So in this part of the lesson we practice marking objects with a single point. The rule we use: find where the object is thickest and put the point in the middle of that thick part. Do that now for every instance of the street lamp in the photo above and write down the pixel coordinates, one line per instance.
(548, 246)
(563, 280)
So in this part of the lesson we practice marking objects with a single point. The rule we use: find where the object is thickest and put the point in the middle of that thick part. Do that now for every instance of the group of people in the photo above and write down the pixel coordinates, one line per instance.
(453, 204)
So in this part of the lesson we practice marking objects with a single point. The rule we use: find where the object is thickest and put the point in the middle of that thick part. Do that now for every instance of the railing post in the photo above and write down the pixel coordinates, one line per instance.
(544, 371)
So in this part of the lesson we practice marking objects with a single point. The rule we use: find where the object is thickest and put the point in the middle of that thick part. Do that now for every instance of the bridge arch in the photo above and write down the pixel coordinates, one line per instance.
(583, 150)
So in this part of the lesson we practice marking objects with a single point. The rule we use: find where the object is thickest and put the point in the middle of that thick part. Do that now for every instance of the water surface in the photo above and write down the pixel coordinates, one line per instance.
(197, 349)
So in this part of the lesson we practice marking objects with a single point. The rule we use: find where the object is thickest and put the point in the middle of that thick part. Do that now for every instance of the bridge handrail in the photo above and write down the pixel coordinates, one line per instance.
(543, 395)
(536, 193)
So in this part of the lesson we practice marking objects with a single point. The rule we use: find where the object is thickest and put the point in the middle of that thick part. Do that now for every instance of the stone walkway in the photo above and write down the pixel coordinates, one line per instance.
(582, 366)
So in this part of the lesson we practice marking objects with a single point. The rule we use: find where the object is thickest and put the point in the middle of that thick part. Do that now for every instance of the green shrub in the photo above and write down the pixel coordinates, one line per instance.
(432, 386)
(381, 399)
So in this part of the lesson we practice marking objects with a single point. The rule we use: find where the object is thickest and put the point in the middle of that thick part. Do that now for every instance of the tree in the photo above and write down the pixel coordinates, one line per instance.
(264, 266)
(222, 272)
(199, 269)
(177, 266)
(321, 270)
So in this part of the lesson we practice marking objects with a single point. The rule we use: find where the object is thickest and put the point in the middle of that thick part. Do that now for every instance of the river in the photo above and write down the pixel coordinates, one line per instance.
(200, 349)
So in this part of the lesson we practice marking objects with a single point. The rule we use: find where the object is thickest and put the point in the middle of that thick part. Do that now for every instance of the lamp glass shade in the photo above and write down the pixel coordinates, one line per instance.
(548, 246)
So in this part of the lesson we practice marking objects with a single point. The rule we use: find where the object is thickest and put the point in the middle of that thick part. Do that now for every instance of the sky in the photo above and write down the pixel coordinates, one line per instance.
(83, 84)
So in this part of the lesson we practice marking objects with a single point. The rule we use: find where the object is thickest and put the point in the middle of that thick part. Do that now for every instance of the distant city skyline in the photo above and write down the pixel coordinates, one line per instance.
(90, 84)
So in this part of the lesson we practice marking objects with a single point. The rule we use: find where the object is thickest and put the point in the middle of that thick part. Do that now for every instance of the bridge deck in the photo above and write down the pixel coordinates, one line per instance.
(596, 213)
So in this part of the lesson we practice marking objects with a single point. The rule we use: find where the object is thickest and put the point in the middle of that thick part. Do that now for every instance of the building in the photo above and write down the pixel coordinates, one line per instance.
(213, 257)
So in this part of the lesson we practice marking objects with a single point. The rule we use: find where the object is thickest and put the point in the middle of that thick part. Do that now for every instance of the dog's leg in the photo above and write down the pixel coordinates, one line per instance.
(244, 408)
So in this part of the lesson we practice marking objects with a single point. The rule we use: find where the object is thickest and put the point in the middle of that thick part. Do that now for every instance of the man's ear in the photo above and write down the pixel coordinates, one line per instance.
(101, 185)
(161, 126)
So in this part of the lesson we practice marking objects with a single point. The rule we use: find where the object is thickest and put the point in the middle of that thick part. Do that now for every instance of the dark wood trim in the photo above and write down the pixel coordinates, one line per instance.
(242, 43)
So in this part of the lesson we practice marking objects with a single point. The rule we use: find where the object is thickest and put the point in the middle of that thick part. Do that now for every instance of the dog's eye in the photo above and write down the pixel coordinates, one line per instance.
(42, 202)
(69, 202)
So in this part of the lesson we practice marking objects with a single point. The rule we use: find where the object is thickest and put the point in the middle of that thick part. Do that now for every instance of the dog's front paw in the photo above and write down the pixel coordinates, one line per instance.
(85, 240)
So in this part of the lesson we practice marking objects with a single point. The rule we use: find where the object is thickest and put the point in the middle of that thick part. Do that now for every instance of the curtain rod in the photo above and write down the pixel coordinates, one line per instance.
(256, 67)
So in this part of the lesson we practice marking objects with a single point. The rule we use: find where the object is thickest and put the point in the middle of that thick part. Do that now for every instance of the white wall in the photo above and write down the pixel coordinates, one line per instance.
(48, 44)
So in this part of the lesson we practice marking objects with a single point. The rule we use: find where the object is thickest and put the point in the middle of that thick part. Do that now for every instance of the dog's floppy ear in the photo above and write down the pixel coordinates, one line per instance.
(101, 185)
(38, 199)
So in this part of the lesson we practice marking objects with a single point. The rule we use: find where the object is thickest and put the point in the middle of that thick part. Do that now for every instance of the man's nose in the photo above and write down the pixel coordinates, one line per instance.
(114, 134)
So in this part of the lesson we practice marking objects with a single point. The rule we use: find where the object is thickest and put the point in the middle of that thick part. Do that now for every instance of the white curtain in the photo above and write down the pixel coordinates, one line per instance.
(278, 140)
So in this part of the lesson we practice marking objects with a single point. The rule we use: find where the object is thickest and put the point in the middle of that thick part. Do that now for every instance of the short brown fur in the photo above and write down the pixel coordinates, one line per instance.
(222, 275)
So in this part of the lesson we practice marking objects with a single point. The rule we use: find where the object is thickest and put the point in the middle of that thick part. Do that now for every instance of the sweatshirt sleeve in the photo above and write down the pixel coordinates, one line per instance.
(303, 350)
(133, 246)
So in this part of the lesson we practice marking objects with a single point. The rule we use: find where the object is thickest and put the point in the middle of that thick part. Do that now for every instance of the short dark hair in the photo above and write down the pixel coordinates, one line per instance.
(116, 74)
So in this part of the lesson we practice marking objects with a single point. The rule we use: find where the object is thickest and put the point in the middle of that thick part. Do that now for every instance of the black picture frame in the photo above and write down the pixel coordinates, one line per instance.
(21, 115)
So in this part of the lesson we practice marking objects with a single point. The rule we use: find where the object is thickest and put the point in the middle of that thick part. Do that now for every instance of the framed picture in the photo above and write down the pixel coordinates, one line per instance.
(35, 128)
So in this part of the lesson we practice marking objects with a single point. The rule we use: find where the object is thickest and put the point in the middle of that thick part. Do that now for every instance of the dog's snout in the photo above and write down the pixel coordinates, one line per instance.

■ ■ ■ ■ ■

▶ [Aim of the task]:
Repeat the data word for word.

▶ [Exercise response]:
So in this part of the lesson we practice marking objects with a single point. The rule we use: find where the object is thickest and put the point in the middle of that thick part. Do that now for every instance of the street lamp in the photo above and write down the pixel coordinates, one line per instance.
(548, 246)
(563, 280)
So in this part of the lesson we practice marking objects with a single point. The rule we use: find where the object is thickest and put the point in the middle of that thick part. Do that now for every instance of the group of people in the photo above and write down the pixel coordinates, one line per instance.
(453, 204)
So in this part of the lesson we practice marking objects with a single point. The rule we use: find where the object is thickest and put the point in the middle of that thick part. Do that now for every instance of the railing post in the photo above and write down the pixel coordinates, one line per instance.
(544, 371)
So in this part of the lesson we practice marking objects with a single point. The rule we use: find where the object is thickest and put the point in the middle of that thick part. Do that now for every instance of the bridge arch in the photo above and write down the pixel coordinates, one line per instance.
(583, 150)
So in this part of the lesson we practice marking objects with a single point. The rule we use: find where the object is thickest and put the point in the middle of that thick part. Do that now for every instance of the water surface in the photo above and write down the pixel coordinates, one line per instance.
(197, 349)
So in this part of the lesson we practice marking objects with a single point. The rule we use: find where the object is thickest and put the point in the middle of that thick part. Do that now for every instance of the bridge handrail in the photo above and write down the pixel coordinates, one line per instance.
(543, 395)
(536, 193)
So in this part of the lesson we practice marking objects with a single point. The rule we use: find where the object is thickest and put the point in the middle of that thick part. Do that now for every instance of the stone walkway in the photo above and write down the pixel coordinates, one line per instance.
(582, 366)
So in this part of the lesson we practice marking objects with a single point. The rule we use: find where the object is thickest and put the point in the middle of that thick part. Do that now for every instance of the green shrub in the photo above and write down the pixel coordinates, one line per instance.
(432, 386)
(381, 399)
So in this part of the lesson we practice marking objects with a single point. The rule we use: find where the object is thickest and put the point in the middle of that thick part. Do that now for every instance of the tree in the photo above and write down the pixel coordinates, one line per instance.
(264, 266)
(222, 272)
(199, 269)
(177, 266)
(321, 270)
So in this part of the lesson we practice marking objects with a single point. The rule we use: find where the object is thickest and put the point in the middle of that thick part. Do that now for every instance of the river in the photo above and write down the pixel coordinates, one line per instance.
(200, 349)
So in this part of the lesson we practice marking objects with a single point. The rule we use: find where the object is thickest and put the point in the middle of that thick part. Do that now for every instance of the lamp glass shade in the photo above and write down the pixel coordinates, one line per instance.
(548, 246)
So in this part of the lesson we practice marking objects with a single point. The rule we use: find where the object is thickest and put the point in the middle of that thick part. Do that now for every instance of the sky in the photo above and write down the pixel coordinates, one line per instance.
(83, 84)
So in this part of the lesson we practice marking objects with a single point. The rule we use: find where the object is thickest and put the point in the middle of that thick part. Do that now for every instance of the distant city skyline in the photo above and write down the pixel coordinates, one line per instance.
(90, 84)
So in this part of the lesson we practice marking objects with a single point. The rule we use: find where the object is thickest and put the point in the middle of that thick part. Do that now for every instance of the bridge deck in the photo above and write down the pixel coordinates, one line per instance.
(596, 213)
So in this part of the lesson we practice marking objects with a single point. The rule we use: find where the object is thickest and put the point in the middle of that thick part. Do that now for every instance of the building in the photo above and write down the pixel coordinates, one line per instance.
(213, 257)
So in this part of the lesson we practice marking objects with a single point. The rule we use: find where the object is thickest and put the point in the middle of that thick part. Do that now for every instance of the dog's leg in the photo above and write down the pixel coordinates, one line per instance.
(244, 408)
So in this part of the lesson we practice marking objects with a single point. The rule we use: find where the object is thickest and put the point in the middle of that thick part. Do that now for every instance of the man's ear in the photo above and write down the pixel coordinates, one line per instance.
(101, 185)
(161, 126)
So in this part of the lesson we practice marking objects with a single point. The rule we use: find where the object is thickest and put the point in the middle of that thick part. Do that now for every instance of the dark wood trim in the photo above and write down the pixel coordinates, one line per instance.
(242, 43)
So in this part of the lesson we practice marking objects with a single point. The rule we use: find where the object is thickest and put the point in the middle of that thick part. Do that now for every instance of the dog's eye in the photo above and write down the pixel coordinates, one line per instance.
(42, 202)
(69, 202)
So in this part of the lesson we practice marking objects with a single point. The rule we use: find where the object is thickest and put the point in the middle of that thick part. Do that now for every instance of the dog's front paw in the photo above and write down the pixel coordinates, one line per instance.
(85, 240)
So in this part of the lesson we practice marking objects with a single point. The rule we use: find where the object is thickest and put the point in the middle of that thick part. Do that now for every instance of the curtain rod in the photo above and write down the pixel coordinates, one line per instance.
(256, 67)
So in this part of the lesson we practice marking objects with a single point. The rule we use: find where the object is thickest and put the point in the middle of that thick part. Do that now for every instance of the white wall in the photo above and write down the pixel coordinates, one line per instance.
(48, 44)
So in this part of the lesson we practice marking objects with a single point. The rule we use: find where the object is thickest and put the point in the middle of that thick part. Do that now for every instance of the dog's floppy ear in the photo above and write down the pixel coordinates, one line per instance.
(101, 185)
(38, 199)
So in this part of the lesson we practice marking objects with a single point. The rule we use: find where the object is thickest and put the point in the middle of that thick part. Do that now for every instance of the man's nose in the photo above and write down the pixel coordinates, one line per instance.
(114, 134)
So in this part of the lesson we practice marking objects with a single point. The rule we use: find where the object is thickest and put the point in the middle of that thick part. Do that now for every instance of the white curtain in the photo above and write down the pixel coordinates, one line per instance.
(278, 140)
So in this part of the lesson we practice marking objects with a single point. The rule we use: find where the object is thickest and put the point in the middle of that thick part. Do that now for every instance of the short brown fur in the photo above and write down the pixel coordinates, one line per instance.
(222, 275)
So in this part of the lesson we practice marking objects with a single point. The rule we use: find where the object is thickest and put the point in the middle of that thick part. Do that now for every instance of the sweatshirt sleeve in the photo above and write down the pixel coordinates, one line per instance.
(303, 350)
(133, 246)
So in this part of the lesson we practice marking objects with a single point. The rule we use: find where the object is thickest and put the point in the middle of that thick part. Do that now for every instance of the short dark hair in the photo above and write down the pixel coordinates, one line per instance.
(116, 74)
So in this part of the lesson we practice marking objects with a single point. The rule we use: find where the object is thickest and put the point in the middle of that thick part. Do that now for every instance of the black picture frame in the photo above and write down the pixel coordinates, one line per instance.
(21, 115)
So in this part of the lesson we practice marking objects with a single point. The rule we use: find where the object is thickest and put the point in the middle of that thick part. Do that now for every instance of the framed picture in the photo above and write down the pixel coordinates, one line per instance.
(35, 128)
So in this part of the lesson we practice marking objects with a single point. The rule we use: find where the object is thickest and put the point in the middle of that thick part. Do that now for every instance of the dog's snout in the photo above and write down the pixel coordinates, one line per instance.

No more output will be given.